• [What is being asked]:
Could you repeat every entry below word for word, leaving out the pictures?

Segment Open

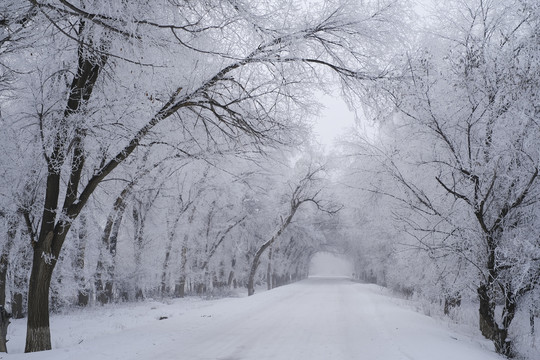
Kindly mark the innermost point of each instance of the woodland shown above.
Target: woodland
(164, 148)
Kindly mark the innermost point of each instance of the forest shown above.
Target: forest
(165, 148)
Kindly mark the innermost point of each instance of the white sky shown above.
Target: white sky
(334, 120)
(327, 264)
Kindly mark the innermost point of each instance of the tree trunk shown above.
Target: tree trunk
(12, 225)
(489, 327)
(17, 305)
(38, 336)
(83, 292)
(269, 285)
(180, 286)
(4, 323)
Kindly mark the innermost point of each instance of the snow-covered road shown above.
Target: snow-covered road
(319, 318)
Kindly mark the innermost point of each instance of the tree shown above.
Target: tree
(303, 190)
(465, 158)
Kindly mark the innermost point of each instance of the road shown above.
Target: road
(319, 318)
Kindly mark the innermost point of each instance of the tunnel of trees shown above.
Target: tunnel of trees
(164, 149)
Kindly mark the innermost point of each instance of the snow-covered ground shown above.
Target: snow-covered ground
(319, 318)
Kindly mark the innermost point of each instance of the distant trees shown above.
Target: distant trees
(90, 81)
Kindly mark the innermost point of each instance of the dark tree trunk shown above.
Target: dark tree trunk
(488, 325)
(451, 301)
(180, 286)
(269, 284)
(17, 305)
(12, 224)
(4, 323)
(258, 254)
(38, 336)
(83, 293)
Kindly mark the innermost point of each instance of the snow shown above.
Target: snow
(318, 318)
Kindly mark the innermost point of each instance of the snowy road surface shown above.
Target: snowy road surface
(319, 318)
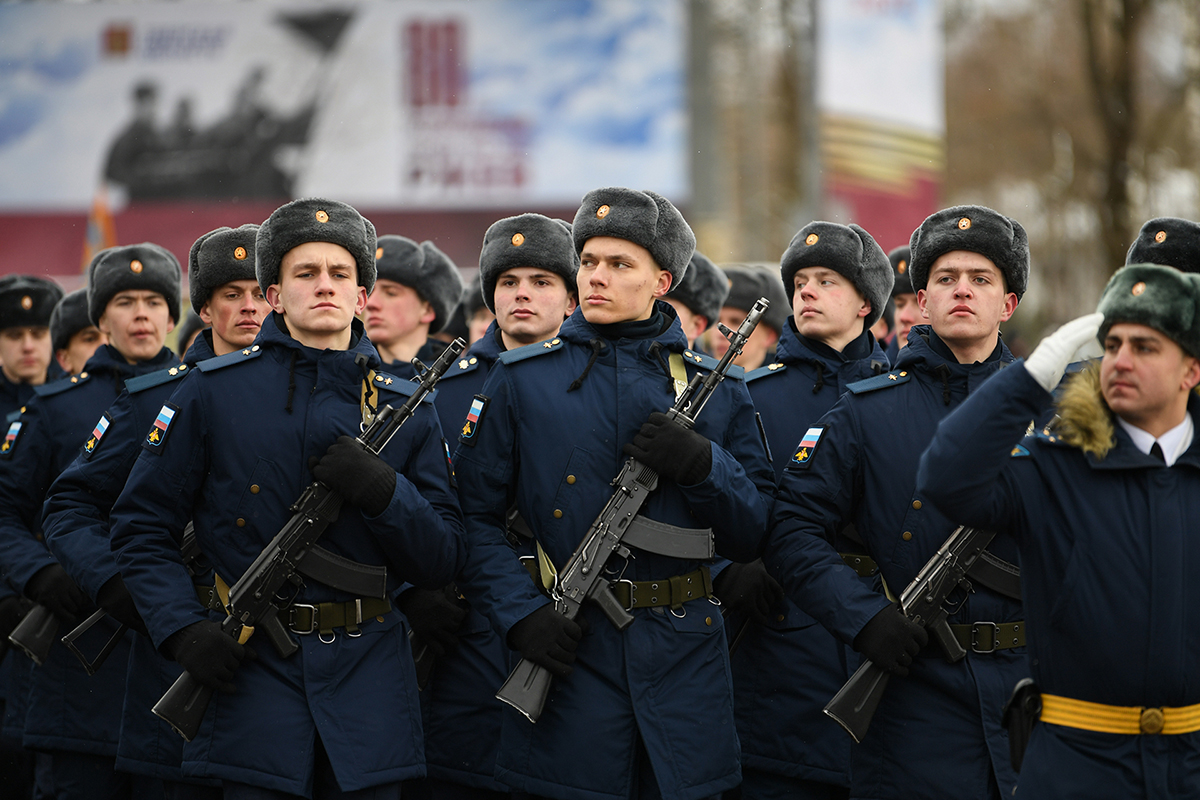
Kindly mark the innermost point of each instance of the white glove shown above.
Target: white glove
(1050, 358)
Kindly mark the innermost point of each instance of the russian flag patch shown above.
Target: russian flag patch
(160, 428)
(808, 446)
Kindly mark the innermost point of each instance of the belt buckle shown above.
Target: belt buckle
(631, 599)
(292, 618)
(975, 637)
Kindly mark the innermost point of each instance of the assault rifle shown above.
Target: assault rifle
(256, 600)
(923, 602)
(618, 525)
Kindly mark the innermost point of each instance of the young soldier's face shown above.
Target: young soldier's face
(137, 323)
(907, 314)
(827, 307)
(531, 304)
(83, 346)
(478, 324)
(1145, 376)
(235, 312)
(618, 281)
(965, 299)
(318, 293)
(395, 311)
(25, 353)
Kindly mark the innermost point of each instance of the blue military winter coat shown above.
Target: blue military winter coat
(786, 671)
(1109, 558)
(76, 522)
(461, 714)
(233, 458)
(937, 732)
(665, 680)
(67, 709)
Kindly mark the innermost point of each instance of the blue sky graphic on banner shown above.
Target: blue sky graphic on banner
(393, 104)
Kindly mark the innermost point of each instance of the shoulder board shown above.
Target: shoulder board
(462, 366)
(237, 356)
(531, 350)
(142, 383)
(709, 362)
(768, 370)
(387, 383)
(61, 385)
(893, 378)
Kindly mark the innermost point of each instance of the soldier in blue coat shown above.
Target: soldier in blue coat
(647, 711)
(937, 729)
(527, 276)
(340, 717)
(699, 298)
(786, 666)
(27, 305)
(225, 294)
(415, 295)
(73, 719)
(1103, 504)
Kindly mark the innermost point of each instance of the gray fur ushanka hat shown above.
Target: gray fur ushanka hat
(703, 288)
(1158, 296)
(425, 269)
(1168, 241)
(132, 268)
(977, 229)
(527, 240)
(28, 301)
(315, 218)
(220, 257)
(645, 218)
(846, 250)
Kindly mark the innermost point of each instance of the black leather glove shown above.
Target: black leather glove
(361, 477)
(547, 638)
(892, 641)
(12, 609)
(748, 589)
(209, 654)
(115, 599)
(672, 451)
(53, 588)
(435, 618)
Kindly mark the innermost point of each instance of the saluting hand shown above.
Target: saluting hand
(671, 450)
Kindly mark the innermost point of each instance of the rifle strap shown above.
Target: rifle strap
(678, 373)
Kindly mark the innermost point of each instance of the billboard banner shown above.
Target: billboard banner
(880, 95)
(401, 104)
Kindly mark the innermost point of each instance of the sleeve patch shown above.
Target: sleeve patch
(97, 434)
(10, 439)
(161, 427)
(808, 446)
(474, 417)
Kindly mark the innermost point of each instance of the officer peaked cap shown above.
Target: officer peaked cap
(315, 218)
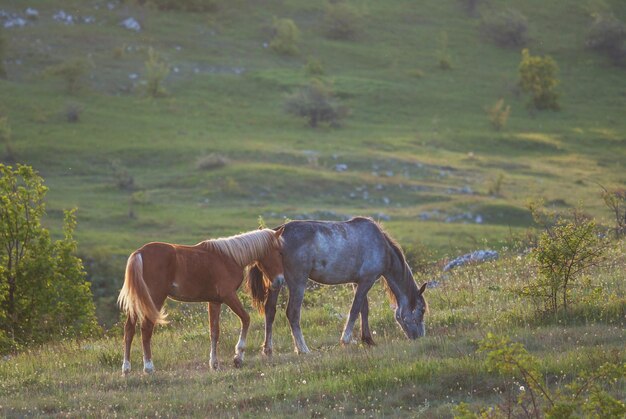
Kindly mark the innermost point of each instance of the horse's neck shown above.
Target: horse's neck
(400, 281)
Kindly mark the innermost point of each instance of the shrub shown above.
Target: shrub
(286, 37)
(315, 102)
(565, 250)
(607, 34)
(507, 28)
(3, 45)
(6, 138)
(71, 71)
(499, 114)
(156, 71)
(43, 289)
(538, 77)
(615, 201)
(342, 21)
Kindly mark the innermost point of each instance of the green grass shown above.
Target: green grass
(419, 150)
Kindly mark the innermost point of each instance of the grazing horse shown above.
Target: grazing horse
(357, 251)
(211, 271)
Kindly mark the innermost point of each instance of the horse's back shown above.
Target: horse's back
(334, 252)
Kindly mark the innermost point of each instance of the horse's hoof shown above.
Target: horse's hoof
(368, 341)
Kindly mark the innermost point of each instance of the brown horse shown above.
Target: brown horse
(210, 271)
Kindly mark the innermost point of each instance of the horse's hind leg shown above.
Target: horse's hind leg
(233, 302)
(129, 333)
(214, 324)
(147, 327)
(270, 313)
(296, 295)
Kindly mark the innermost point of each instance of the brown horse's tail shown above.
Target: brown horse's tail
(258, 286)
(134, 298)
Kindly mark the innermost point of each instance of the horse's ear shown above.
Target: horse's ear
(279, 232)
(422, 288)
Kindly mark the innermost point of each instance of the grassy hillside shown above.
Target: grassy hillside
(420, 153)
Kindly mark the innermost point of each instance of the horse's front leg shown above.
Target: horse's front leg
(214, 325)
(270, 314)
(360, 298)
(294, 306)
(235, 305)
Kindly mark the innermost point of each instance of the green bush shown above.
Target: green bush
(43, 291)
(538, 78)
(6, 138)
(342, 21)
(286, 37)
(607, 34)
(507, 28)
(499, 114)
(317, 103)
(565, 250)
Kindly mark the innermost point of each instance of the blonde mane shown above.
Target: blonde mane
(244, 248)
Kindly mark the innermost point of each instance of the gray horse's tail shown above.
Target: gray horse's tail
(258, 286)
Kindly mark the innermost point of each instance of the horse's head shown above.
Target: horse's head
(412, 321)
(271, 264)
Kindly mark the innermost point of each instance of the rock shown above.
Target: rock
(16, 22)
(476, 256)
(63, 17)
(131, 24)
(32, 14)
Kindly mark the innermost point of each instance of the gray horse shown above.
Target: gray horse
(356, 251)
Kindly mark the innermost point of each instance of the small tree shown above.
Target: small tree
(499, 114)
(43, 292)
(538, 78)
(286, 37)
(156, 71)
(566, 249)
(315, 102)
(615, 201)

Segment Closed

• [Exercise output]:
Kindly mark the innermost point of each instance of the woodland shown above.
Target: woodland
(164, 148)
Kindly mark the innermost point of each instance of the forest shown above.
Target: forest
(165, 148)
Kindly mark the innermost point of each instance of the white sky shown above.
Target: white sky
(334, 120)
(327, 264)
Kindly mark the innermost point of each instance of the tree trunk shown above.
Target: tree trunk
(12, 225)
(489, 327)
(17, 305)
(38, 336)
(83, 292)
(269, 285)
(180, 286)
(4, 323)
Kindly mark the innermost point of each instance of the snow-covered road shown above.
Target: snow-covered road
(319, 318)
Kindly mark the innermost point of each instance of the tree shown above.
Target: tree
(303, 190)
(465, 158)
Kindly mark the innermost point of each instance of the road shown above.
Target: road
(319, 318)
Kindly mark the innermost point of each instance of the tunnel of trees shown above.
Target: tunnel of trees
(164, 149)
Kindly mark the innermost point of each instance of the snow-covered ground shown above.
Target: snow-covered ground
(319, 318)
Kindly mark the innermost point of each instance of the distant trees shown above.
Target: distant trees
(90, 81)
Kindly mark the innermost point of each instance of the dark tree trunk shown above.
Target: dark tree trunk
(488, 325)
(451, 301)
(180, 286)
(269, 284)
(17, 305)
(12, 224)
(4, 323)
(258, 254)
(38, 336)
(83, 293)
Kindly mark the innermost point of each instance of the snow shown above.
Target: snow
(318, 318)
Kindly mark the innermost point of each instance of the snowy road surface shown above.
Target: snowy road surface
(319, 318)
Kindly mark the innermost point of each instance of the white glove shown above.
Target: white glove
(1050, 358)
Kindly mark the innermost point of each instance of the russian flag patch shown above.
Target: russian flag patch
(160, 428)
(808, 446)
Kindly mark the innermost point of each instance of the belt buckle shown above.
Target: belt buckle
(631, 599)
(292, 618)
(975, 637)
Kindly mark the innermost point of each instance of the assault rifle shown above.
Target: assault rifle
(256, 600)
(923, 602)
(618, 525)
Kindly mark the innermost point of each instance of the young soldier's face shown above.
Target: young soldier's face
(137, 323)
(907, 314)
(827, 307)
(531, 304)
(83, 346)
(478, 324)
(1145, 376)
(235, 312)
(618, 281)
(965, 299)
(318, 293)
(395, 311)
(25, 353)
Kindly mark the innermost point of each instance of the blue military winter coat shown above.
Target: blue military winter coat
(786, 671)
(1109, 558)
(76, 522)
(461, 714)
(233, 458)
(937, 732)
(665, 680)
(67, 709)
Kindly mark the innermost point of each instance of the blue sky graphic on banner shown above.
Target: blue sky graphic on banner
(393, 104)
Kindly mark the innermost point of each instance of the shoulder board shown above.
Target: shoulder board
(462, 366)
(237, 356)
(531, 350)
(142, 383)
(709, 362)
(768, 370)
(387, 383)
(61, 385)
(893, 378)
Kindly mark the innermost point of each instance of the soldier in blue coat shown above.
Target: soldier in blue coat
(647, 711)
(937, 729)
(527, 276)
(340, 717)
(699, 298)
(786, 666)
(27, 305)
(225, 294)
(415, 295)
(73, 719)
(1103, 504)
Kindly mark the innermost point of each instance of the gray fur ushanka hat shown above.
Target: gray fur ushanka hat
(703, 288)
(1158, 296)
(425, 269)
(1168, 241)
(132, 268)
(977, 229)
(527, 240)
(28, 301)
(315, 218)
(220, 257)
(645, 218)
(846, 250)
Kindly mark the innermost point of each instance of the black leather glove shown above.
Target: black leather glove
(361, 477)
(547, 638)
(892, 641)
(12, 609)
(748, 589)
(209, 654)
(115, 599)
(672, 451)
(53, 588)
(435, 618)
Kindly mark the innermost point of each instance of the saluting hand shown above.
Target: saluting hand
(671, 450)
Kindly mark the innermost point of each instance of the rifle strap shown above.
Target: rifle strap
(678, 373)
Kindly mark the innermost point of each instance of the billboard banner shown above.
Target: billboard banner
(880, 95)
(401, 104)
Kindly mark the innermost point of each instance of the sleeve patch shown above.
Target: sleeve patch
(97, 434)
(10, 439)
(161, 427)
(808, 446)
(474, 417)
Kindly mark the innermost point of each instance of the officer peaked cap shown above.
Target: officer peaked cap
(315, 218)
Kindly mark the innermost point of each instance of the horse's neck shown above.
Target: horse's neck
(400, 281)
Kindly mark the innermost point of each instance of the shrub shown above.
Target: shrub
(286, 37)
(315, 102)
(565, 250)
(607, 34)
(507, 28)
(3, 45)
(6, 138)
(71, 71)
(499, 114)
(156, 71)
(43, 289)
(538, 77)
(615, 201)
(342, 21)
Kindly mark the innermost point of each instance of the green grass shown above.
Target: green grass
(419, 150)
Kindly mark the innermost point of each instance of the grazing horse shown above.
Target: grazing horse
(357, 251)
(211, 271)
Kindly mark the innermost point of each instance of the horse's back shown above.
Target: horse's back
(334, 252)
Kindly mark the innermost point of each instance of the horse's hoof shown above.
Target: horse's hoof
(368, 341)
Kindly mark the innermost point of each instance of the brown horse shown above.
Target: brown horse
(210, 271)
Kindly mark the innermost point of each instance of the horse's hind leg shown above.
Target: horse's hind leg
(233, 302)
(129, 333)
(214, 324)
(147, 327)
(270, 313)
(296, 295)
Kindly mark the innermost point of each instance of the brown horse's tail shown above.
Target: brown horse's tail
(258, 286)
(134, 298)
Kindly mark the innermost point of each instance of the horse's ear shown above.
Target: horse's ear
(279, 232)
(422, 288)
Kindly mark the innermost point of each instance of the grassy hillside shown above.
Target: grassy hillside
(420, 153)
Kindly mark the innermost point of each instance of the horse's front leg shown above.
Target: horse's front leg
(214, 325)
(270, 314)
(360, 298)
(294, 306)
(235, 305)
Kindly mark the innermost point of each instance of the green bush shown above.
Target: green bush
(43, 291)
(538, 78)
(6, 138)
(342, 21)
(286, 37)
(607, 34)
(507, 28)
(499, 114)
(317, 103)
(565, 250)
Kindly mark the innermost point of each instance of the blonde mane shown above.
Target: blonde mane
(244, 248)
Kindly mark the innermost point of each instance of the gray horse's tail shown above.
Target: gray horse's tail
(258, 286)
Kindly mark the innermost point of each instance of the horse's head shown above.
Target: horse's head
(412, 321)
(271, 264)
Kindly mark the innermost point of each instance of the rock shown above.
Target: rock
(16, 22)
(476, 256)
(63, 17)
(131, 24)
(32, 14)
Kindly mark the innermost point of each instance of the gray horse shown above.
Target: gray horse
(356, 251)
Kindly mark the innermost point of each instance of the small tree shown above.
Target: small tree
(499, 114)
(43, 292)
(538, 78)
(286, 37)
(156, 71)
(566, 249)
(315, 102)
(615, 201)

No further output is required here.